§ **Aim of the exercise**: Beginning with the line containing "Practice. Annotate every instance of the building" and ending with the last line of the records, set down every line exactly.

##############################

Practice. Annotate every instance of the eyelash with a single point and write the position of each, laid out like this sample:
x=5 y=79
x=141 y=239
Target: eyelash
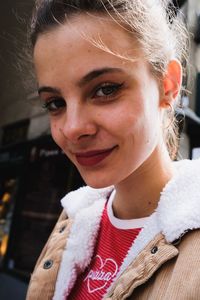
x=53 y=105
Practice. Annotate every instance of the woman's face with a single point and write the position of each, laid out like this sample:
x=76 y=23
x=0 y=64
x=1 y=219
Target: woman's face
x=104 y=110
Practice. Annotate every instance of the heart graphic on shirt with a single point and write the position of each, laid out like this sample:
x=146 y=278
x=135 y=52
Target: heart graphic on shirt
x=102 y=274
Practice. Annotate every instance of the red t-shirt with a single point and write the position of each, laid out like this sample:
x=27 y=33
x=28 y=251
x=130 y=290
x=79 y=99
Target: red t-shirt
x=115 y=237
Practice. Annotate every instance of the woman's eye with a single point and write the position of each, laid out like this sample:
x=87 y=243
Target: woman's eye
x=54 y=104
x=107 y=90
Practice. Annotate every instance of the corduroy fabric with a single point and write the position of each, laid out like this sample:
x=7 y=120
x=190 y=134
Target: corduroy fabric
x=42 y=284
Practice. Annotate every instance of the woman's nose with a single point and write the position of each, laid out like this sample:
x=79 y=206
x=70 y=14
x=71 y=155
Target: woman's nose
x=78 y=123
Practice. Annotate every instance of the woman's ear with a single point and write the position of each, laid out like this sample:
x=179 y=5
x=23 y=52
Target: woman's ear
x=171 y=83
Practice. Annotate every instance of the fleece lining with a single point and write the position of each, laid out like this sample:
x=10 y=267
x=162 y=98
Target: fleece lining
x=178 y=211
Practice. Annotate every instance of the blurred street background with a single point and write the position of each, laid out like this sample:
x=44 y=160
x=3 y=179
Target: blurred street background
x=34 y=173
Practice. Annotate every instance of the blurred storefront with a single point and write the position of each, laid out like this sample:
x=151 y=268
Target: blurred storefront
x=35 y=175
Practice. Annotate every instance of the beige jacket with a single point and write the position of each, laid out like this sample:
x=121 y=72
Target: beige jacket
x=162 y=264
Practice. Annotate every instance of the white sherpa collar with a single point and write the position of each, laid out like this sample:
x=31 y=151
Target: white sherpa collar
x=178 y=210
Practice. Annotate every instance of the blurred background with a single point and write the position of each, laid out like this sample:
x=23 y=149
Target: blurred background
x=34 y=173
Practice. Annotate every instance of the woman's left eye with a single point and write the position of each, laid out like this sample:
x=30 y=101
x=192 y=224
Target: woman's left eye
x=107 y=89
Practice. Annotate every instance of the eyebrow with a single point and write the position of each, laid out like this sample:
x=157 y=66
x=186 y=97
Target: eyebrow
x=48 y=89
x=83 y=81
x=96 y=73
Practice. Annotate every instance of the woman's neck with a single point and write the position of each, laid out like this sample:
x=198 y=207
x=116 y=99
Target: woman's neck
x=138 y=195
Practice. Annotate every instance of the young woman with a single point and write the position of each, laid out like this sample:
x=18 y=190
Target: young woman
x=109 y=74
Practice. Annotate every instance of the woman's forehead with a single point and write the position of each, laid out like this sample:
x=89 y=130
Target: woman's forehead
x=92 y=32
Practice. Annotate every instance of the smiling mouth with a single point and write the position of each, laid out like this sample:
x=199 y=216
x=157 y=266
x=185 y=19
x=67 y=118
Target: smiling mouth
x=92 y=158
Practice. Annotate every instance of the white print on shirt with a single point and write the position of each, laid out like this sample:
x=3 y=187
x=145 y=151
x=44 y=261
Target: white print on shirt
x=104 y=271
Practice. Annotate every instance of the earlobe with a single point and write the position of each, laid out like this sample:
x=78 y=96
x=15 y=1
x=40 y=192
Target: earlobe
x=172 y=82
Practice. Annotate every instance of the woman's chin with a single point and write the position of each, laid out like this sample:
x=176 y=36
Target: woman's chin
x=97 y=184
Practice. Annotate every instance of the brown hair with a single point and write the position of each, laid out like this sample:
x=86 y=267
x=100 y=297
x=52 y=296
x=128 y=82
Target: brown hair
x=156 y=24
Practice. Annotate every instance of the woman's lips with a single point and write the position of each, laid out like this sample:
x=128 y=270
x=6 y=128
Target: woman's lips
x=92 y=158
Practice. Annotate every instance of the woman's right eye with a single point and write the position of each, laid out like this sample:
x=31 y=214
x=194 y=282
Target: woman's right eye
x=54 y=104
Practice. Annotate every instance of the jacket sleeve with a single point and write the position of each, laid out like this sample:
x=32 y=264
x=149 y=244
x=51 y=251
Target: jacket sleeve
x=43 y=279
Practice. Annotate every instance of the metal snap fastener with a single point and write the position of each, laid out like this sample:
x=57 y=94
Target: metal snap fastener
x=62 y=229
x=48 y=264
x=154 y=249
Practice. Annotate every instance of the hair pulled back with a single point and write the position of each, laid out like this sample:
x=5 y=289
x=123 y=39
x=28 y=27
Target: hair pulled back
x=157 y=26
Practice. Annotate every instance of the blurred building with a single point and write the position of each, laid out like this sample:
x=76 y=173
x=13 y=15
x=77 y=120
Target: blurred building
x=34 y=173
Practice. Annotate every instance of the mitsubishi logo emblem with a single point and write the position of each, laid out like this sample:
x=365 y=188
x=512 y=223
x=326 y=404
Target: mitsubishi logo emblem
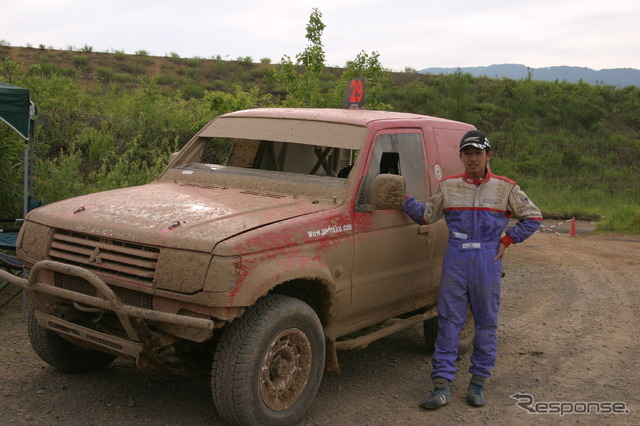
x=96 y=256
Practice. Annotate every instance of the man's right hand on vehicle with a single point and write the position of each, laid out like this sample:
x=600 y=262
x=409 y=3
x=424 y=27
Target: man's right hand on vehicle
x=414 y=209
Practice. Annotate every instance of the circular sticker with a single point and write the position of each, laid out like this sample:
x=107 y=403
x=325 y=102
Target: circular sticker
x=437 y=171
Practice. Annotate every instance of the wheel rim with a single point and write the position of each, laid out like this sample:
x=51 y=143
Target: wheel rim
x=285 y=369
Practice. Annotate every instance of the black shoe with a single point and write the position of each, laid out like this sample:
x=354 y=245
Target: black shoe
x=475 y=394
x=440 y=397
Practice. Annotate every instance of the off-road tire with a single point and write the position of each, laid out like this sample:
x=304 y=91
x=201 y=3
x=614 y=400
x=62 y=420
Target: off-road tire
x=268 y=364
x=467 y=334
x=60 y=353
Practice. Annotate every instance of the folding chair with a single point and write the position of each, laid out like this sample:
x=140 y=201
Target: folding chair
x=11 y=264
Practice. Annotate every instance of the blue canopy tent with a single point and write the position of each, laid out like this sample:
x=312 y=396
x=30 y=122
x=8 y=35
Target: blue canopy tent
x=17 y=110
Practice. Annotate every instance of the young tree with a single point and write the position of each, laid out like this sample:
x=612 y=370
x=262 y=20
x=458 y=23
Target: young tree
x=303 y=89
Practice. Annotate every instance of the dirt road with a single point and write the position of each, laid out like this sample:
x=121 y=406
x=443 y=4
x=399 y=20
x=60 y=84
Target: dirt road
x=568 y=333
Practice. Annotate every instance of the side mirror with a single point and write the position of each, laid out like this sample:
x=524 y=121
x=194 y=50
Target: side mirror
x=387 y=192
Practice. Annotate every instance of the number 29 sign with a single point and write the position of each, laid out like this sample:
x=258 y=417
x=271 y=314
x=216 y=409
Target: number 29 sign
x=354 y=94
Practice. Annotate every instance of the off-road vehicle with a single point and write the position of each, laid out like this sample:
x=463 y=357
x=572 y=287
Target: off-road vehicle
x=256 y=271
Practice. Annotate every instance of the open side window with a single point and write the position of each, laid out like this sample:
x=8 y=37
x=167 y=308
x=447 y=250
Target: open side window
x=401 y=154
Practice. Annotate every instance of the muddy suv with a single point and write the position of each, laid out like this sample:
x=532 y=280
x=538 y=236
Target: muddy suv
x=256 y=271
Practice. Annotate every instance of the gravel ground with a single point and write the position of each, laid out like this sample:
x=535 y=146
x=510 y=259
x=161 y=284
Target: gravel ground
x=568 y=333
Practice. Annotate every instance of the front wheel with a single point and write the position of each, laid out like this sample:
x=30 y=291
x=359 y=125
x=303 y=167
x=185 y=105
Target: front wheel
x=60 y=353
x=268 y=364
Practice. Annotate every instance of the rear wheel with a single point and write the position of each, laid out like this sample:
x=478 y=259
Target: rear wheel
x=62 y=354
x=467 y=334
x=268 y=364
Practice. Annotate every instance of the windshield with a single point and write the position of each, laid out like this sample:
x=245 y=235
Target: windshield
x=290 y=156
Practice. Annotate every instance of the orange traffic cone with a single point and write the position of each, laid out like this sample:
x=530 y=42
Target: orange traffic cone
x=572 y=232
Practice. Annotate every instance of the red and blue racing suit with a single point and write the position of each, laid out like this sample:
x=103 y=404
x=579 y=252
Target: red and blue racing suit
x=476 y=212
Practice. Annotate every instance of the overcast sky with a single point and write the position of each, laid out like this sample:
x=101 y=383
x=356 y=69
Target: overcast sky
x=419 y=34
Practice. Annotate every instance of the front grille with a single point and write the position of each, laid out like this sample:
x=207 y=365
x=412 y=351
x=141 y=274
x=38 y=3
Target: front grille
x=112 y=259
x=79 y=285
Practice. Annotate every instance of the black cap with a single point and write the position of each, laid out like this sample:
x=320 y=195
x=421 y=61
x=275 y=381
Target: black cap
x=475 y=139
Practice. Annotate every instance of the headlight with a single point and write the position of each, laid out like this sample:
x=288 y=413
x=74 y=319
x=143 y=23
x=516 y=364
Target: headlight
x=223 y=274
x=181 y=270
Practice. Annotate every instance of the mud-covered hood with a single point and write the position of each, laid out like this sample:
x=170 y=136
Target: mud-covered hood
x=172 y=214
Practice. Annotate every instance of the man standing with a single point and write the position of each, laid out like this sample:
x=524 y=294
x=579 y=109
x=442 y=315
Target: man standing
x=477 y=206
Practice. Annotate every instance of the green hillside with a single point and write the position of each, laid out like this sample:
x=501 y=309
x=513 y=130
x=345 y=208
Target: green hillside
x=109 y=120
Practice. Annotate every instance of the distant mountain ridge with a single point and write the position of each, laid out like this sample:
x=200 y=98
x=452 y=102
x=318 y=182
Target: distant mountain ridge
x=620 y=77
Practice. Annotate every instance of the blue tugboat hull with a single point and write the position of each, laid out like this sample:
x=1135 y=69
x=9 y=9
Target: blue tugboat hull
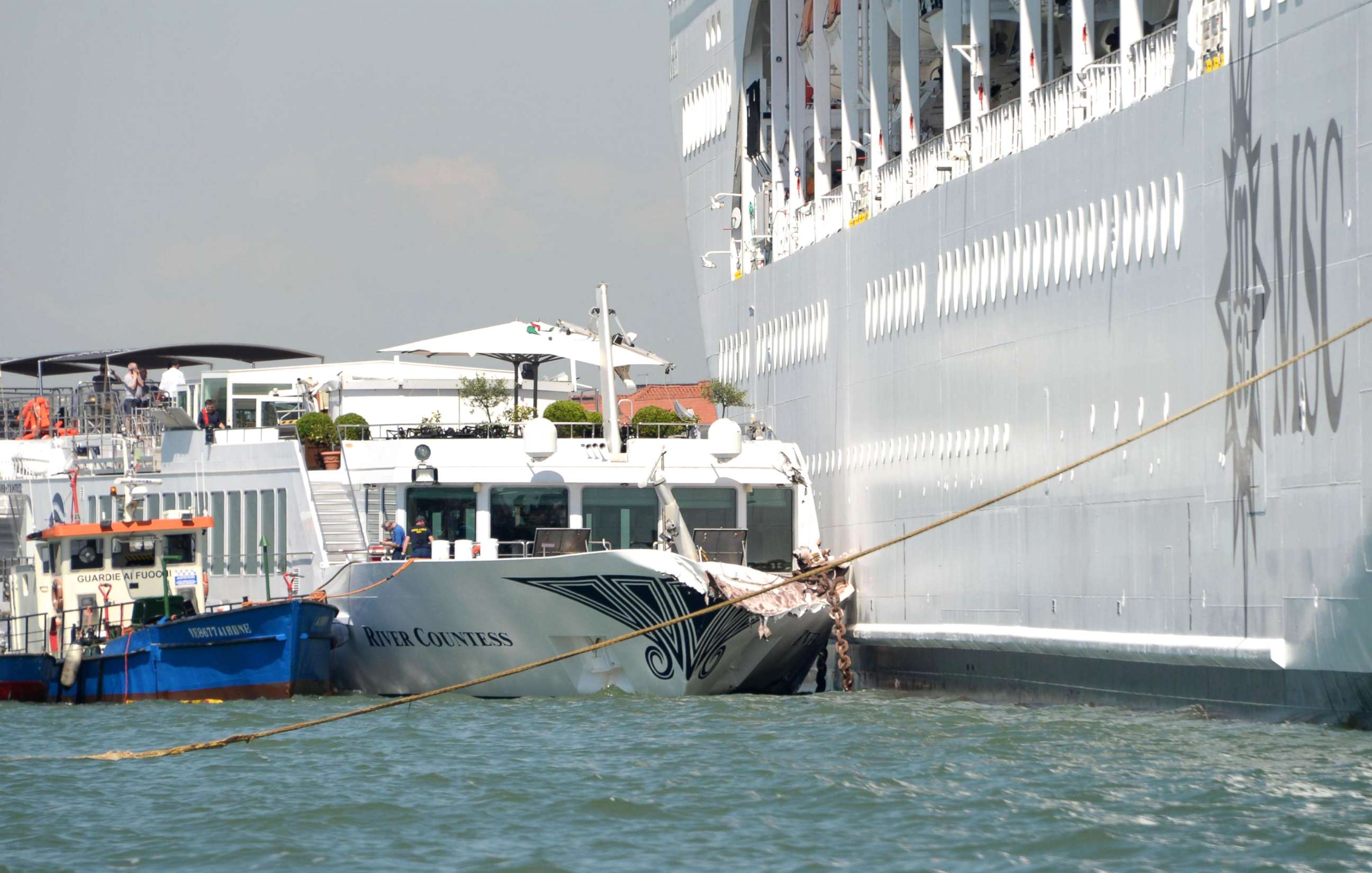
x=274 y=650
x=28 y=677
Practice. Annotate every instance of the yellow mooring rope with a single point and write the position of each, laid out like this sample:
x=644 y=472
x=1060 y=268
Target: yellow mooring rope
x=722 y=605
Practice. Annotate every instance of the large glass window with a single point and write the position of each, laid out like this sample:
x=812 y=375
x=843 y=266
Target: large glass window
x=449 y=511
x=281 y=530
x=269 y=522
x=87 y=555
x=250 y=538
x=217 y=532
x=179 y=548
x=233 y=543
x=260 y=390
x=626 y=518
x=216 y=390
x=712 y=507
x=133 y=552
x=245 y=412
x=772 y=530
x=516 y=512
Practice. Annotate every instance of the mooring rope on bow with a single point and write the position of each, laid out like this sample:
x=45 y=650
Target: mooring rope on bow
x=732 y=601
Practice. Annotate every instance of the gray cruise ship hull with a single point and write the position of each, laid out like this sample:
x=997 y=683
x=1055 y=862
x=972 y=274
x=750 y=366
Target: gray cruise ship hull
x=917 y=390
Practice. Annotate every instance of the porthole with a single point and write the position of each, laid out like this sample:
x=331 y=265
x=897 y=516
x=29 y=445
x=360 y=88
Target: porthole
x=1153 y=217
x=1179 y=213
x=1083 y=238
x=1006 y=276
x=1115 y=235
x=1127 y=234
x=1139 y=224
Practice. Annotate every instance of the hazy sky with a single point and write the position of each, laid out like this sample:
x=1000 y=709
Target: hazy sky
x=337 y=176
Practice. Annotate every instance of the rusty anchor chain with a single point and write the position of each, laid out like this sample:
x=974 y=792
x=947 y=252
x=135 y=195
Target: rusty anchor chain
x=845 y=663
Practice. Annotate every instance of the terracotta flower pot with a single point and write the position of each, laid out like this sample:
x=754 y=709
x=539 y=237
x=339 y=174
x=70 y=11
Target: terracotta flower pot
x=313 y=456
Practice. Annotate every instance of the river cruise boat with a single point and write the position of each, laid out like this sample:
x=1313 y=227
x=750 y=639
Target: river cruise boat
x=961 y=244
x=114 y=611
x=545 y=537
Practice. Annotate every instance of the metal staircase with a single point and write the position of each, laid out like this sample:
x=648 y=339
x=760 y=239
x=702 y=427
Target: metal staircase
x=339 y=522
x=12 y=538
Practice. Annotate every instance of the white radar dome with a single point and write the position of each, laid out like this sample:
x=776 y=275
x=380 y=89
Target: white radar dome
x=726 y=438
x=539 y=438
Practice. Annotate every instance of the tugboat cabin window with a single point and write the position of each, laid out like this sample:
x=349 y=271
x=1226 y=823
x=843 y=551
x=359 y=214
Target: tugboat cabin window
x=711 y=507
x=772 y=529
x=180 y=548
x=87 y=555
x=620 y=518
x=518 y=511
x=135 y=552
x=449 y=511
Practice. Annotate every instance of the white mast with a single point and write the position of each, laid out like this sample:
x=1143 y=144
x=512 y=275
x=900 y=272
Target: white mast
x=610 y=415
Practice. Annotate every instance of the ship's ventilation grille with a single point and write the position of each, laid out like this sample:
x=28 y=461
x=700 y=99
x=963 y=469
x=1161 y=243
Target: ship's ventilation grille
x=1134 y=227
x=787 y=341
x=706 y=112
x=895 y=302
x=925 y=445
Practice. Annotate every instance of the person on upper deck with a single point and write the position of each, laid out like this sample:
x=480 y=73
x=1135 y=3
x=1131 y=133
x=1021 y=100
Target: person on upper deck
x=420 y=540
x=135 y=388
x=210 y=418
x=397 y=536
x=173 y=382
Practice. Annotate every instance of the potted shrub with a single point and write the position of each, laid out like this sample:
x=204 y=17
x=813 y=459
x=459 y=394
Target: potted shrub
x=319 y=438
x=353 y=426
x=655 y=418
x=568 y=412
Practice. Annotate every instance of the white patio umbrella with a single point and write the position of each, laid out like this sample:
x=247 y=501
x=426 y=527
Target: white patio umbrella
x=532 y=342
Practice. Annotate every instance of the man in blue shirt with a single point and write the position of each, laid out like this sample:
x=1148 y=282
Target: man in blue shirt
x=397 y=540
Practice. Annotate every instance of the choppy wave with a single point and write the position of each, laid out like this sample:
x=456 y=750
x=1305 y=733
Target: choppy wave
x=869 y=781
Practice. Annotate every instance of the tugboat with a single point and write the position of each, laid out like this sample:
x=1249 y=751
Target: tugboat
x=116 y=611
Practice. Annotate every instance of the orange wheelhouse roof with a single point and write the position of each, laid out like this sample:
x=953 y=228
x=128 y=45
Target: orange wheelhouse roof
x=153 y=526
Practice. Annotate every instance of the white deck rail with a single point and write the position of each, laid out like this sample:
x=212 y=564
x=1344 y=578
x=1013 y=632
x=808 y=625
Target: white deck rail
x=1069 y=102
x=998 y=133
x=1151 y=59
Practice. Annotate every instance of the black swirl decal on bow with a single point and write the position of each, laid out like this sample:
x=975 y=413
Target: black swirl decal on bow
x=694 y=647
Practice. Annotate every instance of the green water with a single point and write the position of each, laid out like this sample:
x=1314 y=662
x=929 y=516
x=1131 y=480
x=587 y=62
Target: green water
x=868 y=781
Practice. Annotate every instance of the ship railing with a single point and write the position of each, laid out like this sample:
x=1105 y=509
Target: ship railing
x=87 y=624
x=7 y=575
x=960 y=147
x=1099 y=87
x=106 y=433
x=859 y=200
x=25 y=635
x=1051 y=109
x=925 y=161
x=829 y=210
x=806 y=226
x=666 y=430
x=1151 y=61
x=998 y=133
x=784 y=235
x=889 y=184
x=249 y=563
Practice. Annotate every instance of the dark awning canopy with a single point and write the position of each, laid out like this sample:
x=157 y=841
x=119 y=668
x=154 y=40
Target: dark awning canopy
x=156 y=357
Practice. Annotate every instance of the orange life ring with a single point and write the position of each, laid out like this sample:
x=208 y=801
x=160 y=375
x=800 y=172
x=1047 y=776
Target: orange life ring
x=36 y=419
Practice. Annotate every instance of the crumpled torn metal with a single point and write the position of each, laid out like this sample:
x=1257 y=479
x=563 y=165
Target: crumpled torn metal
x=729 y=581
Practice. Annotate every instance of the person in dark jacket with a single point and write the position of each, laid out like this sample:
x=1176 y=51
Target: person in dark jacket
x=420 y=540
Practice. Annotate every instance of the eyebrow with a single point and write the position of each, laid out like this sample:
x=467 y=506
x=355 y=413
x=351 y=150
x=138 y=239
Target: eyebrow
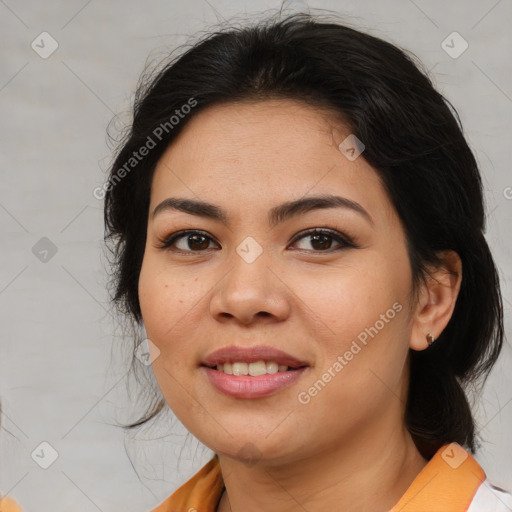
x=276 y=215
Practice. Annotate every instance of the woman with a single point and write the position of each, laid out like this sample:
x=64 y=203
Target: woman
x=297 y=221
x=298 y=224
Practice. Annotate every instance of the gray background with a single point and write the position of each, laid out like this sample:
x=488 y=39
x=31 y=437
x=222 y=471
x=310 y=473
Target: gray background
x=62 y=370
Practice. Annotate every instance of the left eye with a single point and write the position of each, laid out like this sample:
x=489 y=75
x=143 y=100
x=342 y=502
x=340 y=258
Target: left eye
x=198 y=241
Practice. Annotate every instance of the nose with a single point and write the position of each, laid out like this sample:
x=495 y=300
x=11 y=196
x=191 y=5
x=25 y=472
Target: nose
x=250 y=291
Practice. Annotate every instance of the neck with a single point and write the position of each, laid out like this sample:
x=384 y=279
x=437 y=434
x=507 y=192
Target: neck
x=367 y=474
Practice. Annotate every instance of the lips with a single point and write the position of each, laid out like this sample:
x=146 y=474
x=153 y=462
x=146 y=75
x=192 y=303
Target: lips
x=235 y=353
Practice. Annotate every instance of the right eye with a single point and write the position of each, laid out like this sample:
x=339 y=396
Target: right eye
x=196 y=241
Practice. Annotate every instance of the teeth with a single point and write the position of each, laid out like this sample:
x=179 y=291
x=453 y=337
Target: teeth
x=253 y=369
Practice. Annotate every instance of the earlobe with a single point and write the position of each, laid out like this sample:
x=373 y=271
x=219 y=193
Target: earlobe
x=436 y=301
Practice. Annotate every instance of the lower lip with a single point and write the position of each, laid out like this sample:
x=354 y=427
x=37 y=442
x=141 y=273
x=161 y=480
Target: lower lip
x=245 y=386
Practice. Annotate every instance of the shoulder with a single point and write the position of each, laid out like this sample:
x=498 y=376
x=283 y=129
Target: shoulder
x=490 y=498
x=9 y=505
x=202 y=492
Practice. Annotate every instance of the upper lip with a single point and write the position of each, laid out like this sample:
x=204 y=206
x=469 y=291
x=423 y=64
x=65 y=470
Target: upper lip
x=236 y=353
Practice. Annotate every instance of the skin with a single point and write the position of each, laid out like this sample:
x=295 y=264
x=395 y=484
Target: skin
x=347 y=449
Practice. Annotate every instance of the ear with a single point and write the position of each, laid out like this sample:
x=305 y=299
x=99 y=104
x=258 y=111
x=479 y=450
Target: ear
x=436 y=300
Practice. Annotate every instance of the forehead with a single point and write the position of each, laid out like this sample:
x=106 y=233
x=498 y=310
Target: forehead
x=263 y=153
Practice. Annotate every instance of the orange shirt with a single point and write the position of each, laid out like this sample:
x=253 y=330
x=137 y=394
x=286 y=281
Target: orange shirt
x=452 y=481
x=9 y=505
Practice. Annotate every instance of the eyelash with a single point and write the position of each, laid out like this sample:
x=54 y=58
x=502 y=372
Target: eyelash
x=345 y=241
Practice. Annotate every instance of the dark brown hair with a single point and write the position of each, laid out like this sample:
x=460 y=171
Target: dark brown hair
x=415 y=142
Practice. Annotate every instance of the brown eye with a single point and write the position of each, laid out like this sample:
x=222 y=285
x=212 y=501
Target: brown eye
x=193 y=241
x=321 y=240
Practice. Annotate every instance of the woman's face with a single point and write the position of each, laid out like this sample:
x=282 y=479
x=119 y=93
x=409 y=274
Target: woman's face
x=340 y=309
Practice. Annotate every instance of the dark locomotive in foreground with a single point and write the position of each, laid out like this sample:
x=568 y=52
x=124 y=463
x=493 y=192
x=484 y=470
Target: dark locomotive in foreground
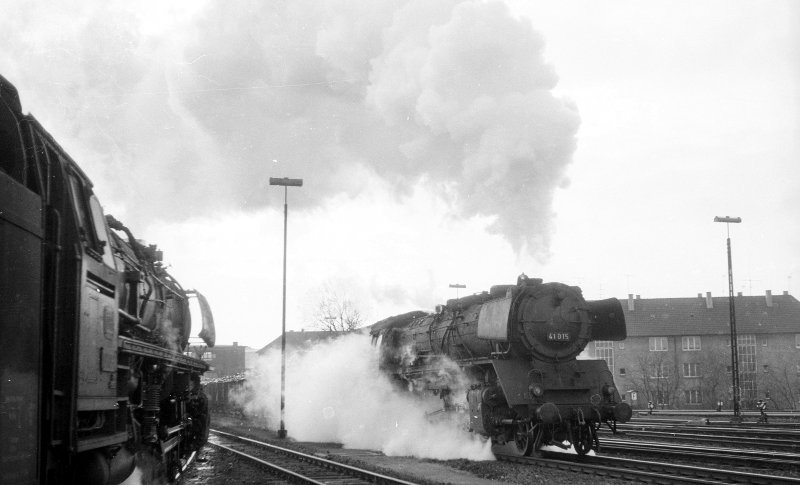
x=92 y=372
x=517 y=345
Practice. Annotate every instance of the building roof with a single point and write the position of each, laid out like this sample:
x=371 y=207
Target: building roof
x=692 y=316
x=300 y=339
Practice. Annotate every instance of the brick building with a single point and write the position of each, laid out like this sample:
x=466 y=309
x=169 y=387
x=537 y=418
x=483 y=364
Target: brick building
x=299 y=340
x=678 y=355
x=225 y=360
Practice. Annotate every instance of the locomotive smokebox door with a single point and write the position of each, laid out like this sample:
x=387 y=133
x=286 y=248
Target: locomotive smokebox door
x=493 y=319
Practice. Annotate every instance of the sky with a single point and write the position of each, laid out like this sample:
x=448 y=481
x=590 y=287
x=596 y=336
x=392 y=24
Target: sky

##############################

§ **Correct answer**:
Practice. Annotate every instance of the building roof with a single point and write the position of each, laid out like this sample:
x=371 y=207
Target: building roof
x=692 y=316
x=300 y=339
Practice. Annotate every instance of the brick building with a single point and write the position of each, laid out like this sample:
x=466 y=309
x=169 y=387
x=537 y=418
x=483 y=364
Target: brick building
x=299 y=340
x=678 y=355
x=225 y=360
Practice. Annotate every instance of the locomotive smokebox door with a single point and write the position of each, laid out like this sample:
x=387 y=133
x=286 y=248
Target: locomotive smokebox door
x=493 y=319
Practice. Annotate every instance of the sky with a single point and write the position of each, laid out like this sample:
x=448 y=481
x=590 y=287
x=596 y=336
x=392 y=24
Target: sky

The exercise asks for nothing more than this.